_SOURCE EXTRACT_.
+ + +

# Boredomiser, June 2013



## PaulPowers (Jun 18, 2013)

I was driving through Derby and hadn't stopped all day so decided to pop into a drain 

Boredomiser was one of the drains I have never got around to visiting and parking was easy so it was an easy choice



> The Boredomiser Culvert carries Markeaton Brook from near Bridge Street under the city centre where it outfalls near the Cockpitt Roundabout into the River Derwent



it's been a muggy day and a nice cool drain was the best way to cool off















































Just around this corner there was a swarm of flies surrounding a dog that must have fallen in upstream a few days ago

The smell was horrific and had me heaving so I turned around and got out


----------



## UE-OMJ (Jun 18, 2013)

Poor dog 

Ace looking drain though...


----------



## Neverwillchange (Jun 18, 2013)

Great pics thanks for sharing.


----------



## night crawler (Jun 18, 2013)

Amazing drain but I agree on the dog.


----------



## flyboys90 (Jun 19, 2013)

Interesting looking culvert.


----------



## King Al (Jun 19, 2013)

Looks good, definitely not bored! Great pics


----------



## The Wombat (Jun 19, 2013)

good work Paul!
Doesnt look That much of a confined space, what a deterrent that must have been for you


----------

+ + +

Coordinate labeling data

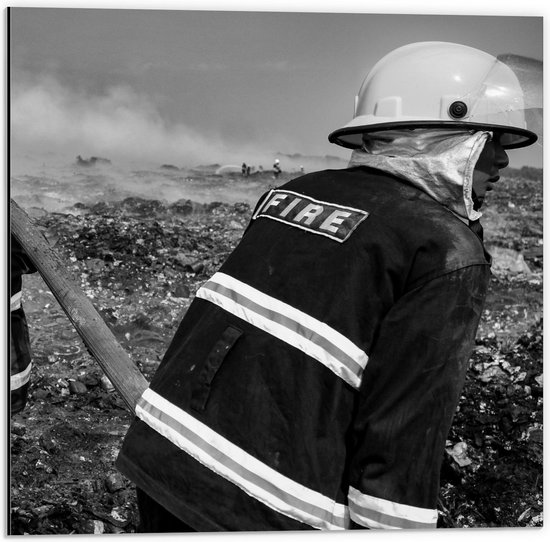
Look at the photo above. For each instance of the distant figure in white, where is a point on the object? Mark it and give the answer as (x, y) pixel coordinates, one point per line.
(276, 168)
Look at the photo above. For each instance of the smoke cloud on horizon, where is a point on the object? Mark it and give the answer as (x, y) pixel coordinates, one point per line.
(51, 120)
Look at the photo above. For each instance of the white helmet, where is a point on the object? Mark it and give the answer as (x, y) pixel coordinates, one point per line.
(439, 84)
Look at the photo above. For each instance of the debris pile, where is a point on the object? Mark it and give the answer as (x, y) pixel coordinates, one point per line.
(141, 261)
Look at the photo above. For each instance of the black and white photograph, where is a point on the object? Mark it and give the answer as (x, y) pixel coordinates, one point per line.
(273, 268)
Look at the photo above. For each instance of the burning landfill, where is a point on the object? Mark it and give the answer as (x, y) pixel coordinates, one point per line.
(140, 261)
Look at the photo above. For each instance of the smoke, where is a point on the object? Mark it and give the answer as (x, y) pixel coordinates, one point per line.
(50, 119)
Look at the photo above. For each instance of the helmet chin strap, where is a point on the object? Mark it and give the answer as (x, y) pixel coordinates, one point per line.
(439, 162)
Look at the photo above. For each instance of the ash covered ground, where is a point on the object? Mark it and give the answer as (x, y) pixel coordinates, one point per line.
(141, 260)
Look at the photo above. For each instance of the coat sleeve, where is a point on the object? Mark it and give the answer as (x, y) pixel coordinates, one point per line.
(409, 394)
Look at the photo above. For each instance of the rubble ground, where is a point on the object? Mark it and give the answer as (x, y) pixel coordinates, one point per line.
(141, 261)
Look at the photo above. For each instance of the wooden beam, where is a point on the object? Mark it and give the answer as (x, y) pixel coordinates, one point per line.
(98, 338)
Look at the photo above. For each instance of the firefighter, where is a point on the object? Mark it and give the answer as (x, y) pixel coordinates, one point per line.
(313, 380)
(20, 349)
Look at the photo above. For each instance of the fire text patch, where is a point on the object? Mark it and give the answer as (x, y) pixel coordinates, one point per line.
(329, 219)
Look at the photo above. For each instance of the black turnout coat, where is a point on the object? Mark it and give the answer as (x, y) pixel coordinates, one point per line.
(313, 380)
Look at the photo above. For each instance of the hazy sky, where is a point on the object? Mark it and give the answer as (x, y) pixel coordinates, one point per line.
(191, 87)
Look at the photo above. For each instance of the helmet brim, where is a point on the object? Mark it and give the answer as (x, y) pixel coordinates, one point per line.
(351, 137)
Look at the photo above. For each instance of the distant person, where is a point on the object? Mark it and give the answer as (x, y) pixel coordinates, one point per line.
(20, 349)
(313, 380)
(277, 168)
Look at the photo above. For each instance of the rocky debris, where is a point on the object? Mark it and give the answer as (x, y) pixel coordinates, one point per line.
(139, 262)
(507, 261)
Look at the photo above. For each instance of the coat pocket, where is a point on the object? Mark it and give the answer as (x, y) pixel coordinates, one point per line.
(212, 363)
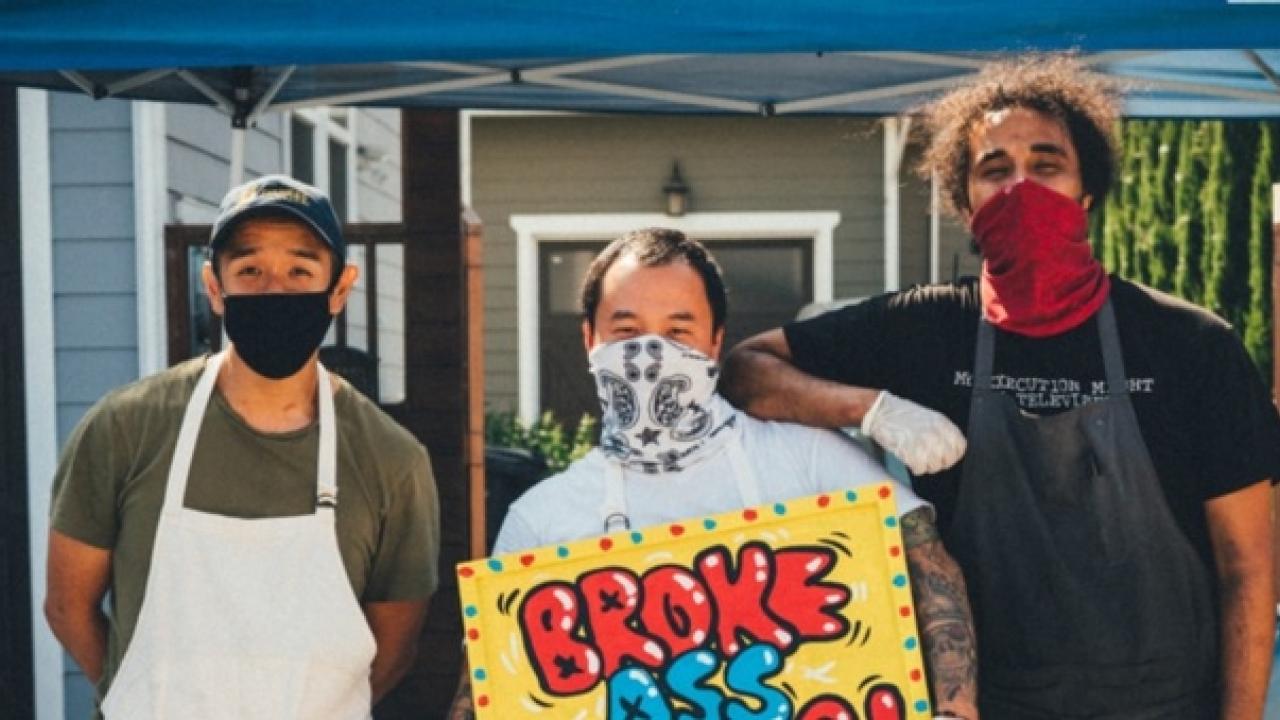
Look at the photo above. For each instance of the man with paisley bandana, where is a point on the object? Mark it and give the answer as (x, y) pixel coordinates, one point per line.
(653, 320)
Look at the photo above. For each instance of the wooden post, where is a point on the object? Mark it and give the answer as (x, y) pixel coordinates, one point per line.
(437, 393)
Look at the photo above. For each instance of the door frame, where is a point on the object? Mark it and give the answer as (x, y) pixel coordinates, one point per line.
(533, 229)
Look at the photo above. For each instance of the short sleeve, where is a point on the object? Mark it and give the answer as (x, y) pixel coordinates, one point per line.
(406, 565)
(839, 463)
(1239, 429)
(844, 345)
(91, 470)
(515, 534)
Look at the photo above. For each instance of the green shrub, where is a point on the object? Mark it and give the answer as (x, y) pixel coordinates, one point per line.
(545, 438)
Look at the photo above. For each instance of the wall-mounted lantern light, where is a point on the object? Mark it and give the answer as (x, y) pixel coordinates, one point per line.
(676, 191)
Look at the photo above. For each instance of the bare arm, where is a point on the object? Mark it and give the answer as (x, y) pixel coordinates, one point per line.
(1239, 527)
(396, 627)
(461, 707)
(760, 378)
(945, 619)
(77, 579)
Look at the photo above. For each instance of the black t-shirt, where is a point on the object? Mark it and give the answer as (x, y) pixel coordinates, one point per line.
(1203, 410)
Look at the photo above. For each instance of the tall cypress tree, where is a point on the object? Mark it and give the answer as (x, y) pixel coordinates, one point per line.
(1144, 197)
(1216, 200)
(1164, 253)
(1188, 231)
(1257, 322)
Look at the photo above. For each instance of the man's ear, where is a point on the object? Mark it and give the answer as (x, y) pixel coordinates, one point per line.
(717, 342)
(213, 288)
(342, 288)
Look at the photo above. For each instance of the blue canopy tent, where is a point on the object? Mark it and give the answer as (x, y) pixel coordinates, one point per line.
(1182, 58)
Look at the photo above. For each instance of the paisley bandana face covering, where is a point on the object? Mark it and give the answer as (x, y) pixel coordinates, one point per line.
(661, 411)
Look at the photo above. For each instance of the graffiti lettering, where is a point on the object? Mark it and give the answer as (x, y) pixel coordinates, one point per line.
(609, 619)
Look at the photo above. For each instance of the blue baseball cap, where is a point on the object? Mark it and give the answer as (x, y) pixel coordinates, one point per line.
(279, 196)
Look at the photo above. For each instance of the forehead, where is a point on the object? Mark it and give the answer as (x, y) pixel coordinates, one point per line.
(1016, 128)
(675, 285)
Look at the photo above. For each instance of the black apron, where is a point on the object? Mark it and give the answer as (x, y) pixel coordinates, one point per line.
(1088, 598)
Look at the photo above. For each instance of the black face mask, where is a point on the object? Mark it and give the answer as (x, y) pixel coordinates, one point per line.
(275, 332)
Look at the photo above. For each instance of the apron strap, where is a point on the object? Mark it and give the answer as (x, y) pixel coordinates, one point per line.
(327, 465)
(184, 450)
(984, 354)
(748, 490)
(613, 510)
(1112, 355)
(176, 487)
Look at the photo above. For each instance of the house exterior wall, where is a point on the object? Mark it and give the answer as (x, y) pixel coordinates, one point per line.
(95, 317)
(618, 164)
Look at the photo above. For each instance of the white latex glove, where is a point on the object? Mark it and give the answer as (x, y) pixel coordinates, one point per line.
(923, 440)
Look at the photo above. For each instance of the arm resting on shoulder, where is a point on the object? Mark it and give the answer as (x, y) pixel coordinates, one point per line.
(461, 707)
(944, 616)
(396, 627)
(77, 579)
(1239, 527)
(759, 377)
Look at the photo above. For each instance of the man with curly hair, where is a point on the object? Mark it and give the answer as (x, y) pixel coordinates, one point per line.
(1112, 509)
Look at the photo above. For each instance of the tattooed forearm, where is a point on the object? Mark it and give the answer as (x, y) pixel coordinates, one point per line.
(945, 619)
(918, 528)
(461, 709)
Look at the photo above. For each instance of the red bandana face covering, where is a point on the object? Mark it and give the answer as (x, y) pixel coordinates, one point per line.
(1038, 273)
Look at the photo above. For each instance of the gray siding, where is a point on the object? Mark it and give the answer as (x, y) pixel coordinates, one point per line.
(618, 164)
(199, 158)
(91, 147)
(378, 165)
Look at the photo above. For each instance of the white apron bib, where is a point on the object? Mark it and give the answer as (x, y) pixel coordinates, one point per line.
(246, 619)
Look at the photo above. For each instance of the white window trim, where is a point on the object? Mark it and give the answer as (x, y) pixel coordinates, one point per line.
(533, 229)
(325, 130)
(41, 379)
(150, 212)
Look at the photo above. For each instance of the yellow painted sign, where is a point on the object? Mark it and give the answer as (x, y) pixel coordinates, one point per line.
(799, 610)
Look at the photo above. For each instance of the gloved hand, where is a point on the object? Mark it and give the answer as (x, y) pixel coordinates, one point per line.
(923, 440)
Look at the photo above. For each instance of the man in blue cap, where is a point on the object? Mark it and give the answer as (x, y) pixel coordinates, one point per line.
(268, 534)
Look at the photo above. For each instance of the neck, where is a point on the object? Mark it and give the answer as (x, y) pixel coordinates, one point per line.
(265, 404)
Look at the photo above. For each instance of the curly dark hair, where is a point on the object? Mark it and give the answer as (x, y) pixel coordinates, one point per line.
(653, 247)
(1060, 86)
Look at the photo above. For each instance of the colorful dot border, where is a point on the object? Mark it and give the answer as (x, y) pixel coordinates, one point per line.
(880, 495)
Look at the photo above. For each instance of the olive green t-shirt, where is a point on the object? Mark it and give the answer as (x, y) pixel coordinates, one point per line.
(112, 477)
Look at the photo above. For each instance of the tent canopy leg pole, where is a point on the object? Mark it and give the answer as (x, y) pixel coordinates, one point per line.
(237, 171)
(896, 131)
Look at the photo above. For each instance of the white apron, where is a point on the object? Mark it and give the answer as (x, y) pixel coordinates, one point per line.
(613, 510)
(246, 619)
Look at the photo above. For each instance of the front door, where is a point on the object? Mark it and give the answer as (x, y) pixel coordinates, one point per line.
(768, 282)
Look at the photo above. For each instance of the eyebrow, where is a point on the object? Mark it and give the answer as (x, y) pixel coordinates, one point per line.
(630, 315)
(238, 251)
(1042, 147)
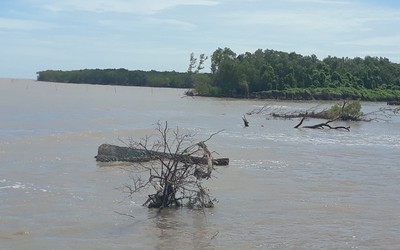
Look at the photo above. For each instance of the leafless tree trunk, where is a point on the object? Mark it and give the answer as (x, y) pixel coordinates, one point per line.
(176, 178)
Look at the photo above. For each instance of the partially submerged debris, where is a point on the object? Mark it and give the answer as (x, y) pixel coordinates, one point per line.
(109, 153)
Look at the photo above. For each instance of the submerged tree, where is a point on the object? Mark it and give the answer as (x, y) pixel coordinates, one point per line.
(177, 166)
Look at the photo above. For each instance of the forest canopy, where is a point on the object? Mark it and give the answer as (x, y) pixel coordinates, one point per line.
(262, 74)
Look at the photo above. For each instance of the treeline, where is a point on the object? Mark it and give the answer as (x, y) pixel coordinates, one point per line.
(262, 74)
(276, 74)
(123, 77)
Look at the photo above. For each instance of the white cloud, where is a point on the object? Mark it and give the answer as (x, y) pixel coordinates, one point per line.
(123, 6)
(19, 24)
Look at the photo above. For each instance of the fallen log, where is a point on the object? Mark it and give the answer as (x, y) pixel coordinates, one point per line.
(108, 153)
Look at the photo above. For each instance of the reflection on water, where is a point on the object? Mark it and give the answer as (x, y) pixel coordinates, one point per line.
(284, 189)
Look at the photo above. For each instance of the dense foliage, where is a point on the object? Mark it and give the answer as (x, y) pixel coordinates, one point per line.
(121, 77)
(262, 74)
(275, 74)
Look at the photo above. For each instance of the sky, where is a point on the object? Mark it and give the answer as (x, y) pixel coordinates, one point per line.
(38, 35)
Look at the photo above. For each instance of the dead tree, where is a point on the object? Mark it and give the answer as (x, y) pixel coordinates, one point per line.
(245, 121)
(176, 178)
(320, 125)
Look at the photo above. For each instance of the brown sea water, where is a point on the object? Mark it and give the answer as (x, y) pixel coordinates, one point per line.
(285, 188)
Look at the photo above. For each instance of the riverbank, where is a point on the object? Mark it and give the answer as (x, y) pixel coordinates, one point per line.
(326, 94)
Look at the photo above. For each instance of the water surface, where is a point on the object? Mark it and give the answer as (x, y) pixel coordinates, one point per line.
(285, 188)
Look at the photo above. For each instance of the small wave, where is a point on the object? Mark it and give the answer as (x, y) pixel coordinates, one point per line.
(21, 186)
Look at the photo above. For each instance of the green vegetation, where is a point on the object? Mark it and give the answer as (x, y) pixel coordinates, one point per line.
(262, 74)
(122, 77)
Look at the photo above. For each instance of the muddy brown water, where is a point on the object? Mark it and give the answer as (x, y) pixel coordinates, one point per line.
(285, 188)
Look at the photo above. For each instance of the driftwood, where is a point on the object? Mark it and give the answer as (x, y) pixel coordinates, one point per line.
(321, 125)
(108, 153)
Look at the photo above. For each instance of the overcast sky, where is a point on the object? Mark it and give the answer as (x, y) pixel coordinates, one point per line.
(37, 35)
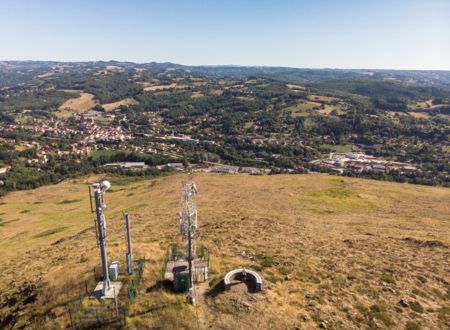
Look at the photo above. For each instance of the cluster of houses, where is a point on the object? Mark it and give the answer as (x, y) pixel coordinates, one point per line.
(359, 162)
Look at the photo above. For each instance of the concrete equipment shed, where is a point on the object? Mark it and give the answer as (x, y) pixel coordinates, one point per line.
(243, 275)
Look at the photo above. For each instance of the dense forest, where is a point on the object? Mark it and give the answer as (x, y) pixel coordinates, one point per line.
(56, 116)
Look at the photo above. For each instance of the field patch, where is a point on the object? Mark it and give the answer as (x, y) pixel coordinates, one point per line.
(116, 105)
(164, 87)
(82, 103)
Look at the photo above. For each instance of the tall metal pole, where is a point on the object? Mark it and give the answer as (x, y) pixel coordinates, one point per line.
(101, 225)
(191, 282)
(129, 256)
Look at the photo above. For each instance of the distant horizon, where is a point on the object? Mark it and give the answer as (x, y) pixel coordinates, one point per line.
(223, 65)
(392, 35)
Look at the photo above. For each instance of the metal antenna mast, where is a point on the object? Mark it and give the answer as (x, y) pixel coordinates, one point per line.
(100, 206)
(129, 256)
(188, 226)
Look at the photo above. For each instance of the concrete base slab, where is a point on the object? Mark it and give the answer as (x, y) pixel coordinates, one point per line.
(112, 292)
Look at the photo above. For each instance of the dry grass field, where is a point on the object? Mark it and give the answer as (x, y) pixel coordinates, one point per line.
(164, 87)
(335, 253)
(82, 103)
(116, 105)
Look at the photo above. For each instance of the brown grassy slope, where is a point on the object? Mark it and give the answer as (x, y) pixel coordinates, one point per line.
(333, 251)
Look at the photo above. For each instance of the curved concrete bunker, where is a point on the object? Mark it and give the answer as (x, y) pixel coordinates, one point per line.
(243, 275)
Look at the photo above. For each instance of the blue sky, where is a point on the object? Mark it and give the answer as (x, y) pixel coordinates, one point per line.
(397, 34)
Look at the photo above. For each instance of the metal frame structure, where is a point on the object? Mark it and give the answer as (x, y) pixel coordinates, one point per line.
(128, 255)
(188, 227)
(99, 190)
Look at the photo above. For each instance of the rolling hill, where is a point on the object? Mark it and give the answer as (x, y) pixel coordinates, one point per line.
(334, 253)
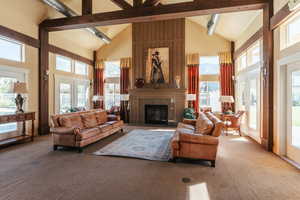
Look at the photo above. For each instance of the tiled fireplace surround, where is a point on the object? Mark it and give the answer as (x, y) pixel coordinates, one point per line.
(174, 98)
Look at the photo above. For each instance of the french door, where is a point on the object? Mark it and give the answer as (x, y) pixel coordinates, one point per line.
(293, 113)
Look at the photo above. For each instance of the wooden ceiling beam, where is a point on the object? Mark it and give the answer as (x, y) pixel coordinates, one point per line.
(87, 7)
(144, 14)
(152, 2)
(122, 4)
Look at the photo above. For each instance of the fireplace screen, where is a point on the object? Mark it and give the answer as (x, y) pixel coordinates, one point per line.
(156, 114)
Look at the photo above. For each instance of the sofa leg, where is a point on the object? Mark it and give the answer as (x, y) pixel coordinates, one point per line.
(79, 149)
(213, 163)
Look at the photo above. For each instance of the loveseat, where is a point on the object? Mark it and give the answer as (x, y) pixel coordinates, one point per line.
(197, 139)
(80, 129)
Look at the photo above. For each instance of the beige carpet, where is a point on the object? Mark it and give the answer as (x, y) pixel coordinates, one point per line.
(243, 171)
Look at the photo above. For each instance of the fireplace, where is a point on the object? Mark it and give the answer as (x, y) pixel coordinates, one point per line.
(156, 114)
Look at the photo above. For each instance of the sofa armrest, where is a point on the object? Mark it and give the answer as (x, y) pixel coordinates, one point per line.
(198, 139)
(189, 122)
(113, 117)
(63, 131)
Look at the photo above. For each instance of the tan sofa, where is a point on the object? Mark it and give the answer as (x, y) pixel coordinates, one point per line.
(80, 129)
(198, 139)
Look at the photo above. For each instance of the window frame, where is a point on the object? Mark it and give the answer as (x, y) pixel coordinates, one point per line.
(22, 48)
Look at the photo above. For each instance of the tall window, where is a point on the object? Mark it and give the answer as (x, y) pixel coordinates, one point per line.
(250, 57)
(71, 93)
(11, 50)
(209, 83)
(112, 84)
(7, 98)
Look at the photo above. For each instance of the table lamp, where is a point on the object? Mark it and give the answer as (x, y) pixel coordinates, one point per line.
(20, 88)
(228, 101)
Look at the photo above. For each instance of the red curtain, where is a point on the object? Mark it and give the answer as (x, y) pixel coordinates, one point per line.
(99, 86)
(227, 84)
(193, 84)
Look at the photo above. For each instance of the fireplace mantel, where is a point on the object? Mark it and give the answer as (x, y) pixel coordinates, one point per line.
(174, 98)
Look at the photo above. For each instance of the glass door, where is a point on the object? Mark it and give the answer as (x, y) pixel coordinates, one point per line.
(293, 113)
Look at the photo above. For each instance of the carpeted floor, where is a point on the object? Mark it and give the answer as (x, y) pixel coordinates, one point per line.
(243, 171)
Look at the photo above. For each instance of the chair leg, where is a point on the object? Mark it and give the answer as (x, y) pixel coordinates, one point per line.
(213, 163)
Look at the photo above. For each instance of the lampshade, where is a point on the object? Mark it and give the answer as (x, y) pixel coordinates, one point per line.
(124, 97)
(98, 98)
(227, 99)
(191, 97)
(20, 88)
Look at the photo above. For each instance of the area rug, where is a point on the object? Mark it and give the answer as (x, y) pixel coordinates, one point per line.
(139, 143)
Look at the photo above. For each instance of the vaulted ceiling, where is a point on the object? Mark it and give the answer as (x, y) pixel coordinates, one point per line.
(230, 25)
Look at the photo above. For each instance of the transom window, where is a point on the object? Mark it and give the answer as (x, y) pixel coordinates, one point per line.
(68, 65)
(11, 49)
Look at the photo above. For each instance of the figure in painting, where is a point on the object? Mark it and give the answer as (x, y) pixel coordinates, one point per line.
(157, 75)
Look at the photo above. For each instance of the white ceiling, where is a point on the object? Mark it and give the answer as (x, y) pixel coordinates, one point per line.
(230, 25)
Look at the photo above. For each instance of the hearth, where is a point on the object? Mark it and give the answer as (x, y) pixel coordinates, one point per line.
(156, 114)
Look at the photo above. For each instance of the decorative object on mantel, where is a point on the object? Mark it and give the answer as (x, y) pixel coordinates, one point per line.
(20, 88)
(139, 82)
(157, 66)
(228, 101)
(190, 98)
(177, 81)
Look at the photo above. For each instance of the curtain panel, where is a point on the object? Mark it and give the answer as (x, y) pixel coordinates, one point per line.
(193, 78)
(226, 75)
(99, 82)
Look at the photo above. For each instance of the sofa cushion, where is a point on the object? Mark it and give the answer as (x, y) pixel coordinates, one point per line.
(203, 125)
(89, 120)
(87, 133)
(101, 117)
(105, 127)
(115, 124)
(71, 121)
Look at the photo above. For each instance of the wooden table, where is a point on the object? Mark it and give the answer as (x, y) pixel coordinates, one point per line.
(18, 117)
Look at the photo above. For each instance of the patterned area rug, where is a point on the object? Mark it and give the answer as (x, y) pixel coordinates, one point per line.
(139, 143)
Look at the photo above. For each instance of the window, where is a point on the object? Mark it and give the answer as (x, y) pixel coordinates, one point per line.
(7, 99)
(81, 68)
(63, 63)
(70, 94)
(210, 95)
(250, 57)
(209, 83)
(209, 65)
(11, 50)
(112, 84)
(293, 31)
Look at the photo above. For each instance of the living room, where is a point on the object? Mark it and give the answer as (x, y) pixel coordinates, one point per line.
(154, 99)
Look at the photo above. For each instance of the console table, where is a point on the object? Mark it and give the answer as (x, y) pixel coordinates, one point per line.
(18, 117)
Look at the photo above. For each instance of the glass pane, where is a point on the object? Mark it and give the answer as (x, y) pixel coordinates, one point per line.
(253, 105)
(112, 69)
(80, 68)
(10, 49)
(210, 95)
(63, 63)
(294, 31)
(209, 65)
(254, 54)
(7, 102)
(296, 109)
(82, 96)
(65, 97)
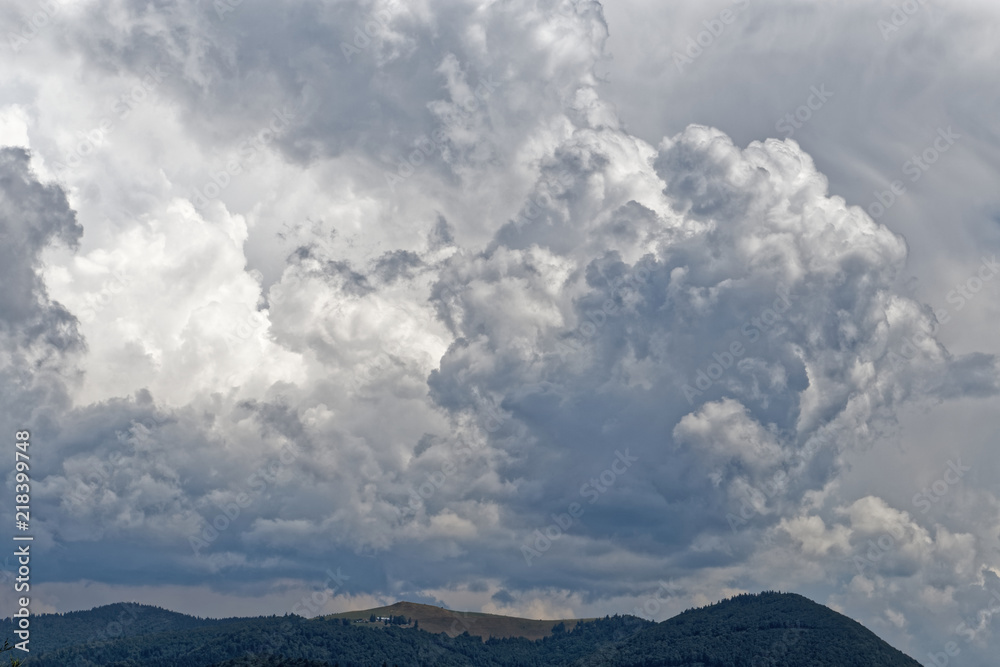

+ + +

_SHORT EXERCISE 1_. Output the passage from the Boredomiser thread starting at "Just around this" and ending at "UE-OMJ (Jun 18, 2013)".
_SHORT EXERCISE 2_. Using the Boredomiser thread, state whether each statement agrees with it, answering yes or no and quoting the deciding words: (a) The culvert outfalls into the River Derwent near the Cockpitt Roundabout. (b) The first poster found parking hard near the drain. (c) The first poster kept going through the culvert after finding the dog.
The records play no part in the work here.

_FINAL RESULT 1_.
Just around this corner there was a swarm of flies surrounding a dog that must have fallen in upstream a few days ago

The smell was horrific and had me heaving so I turned around and got out


----------



## UE-OMJ (Jun 18, 2013)

_FINAL RESULT 2_.
(a) Yes: "it outfalls near the Cockpitt Roundabout into the River Derwent"
(b) No: "parking was easy"
(c) No: "I turned around and got out"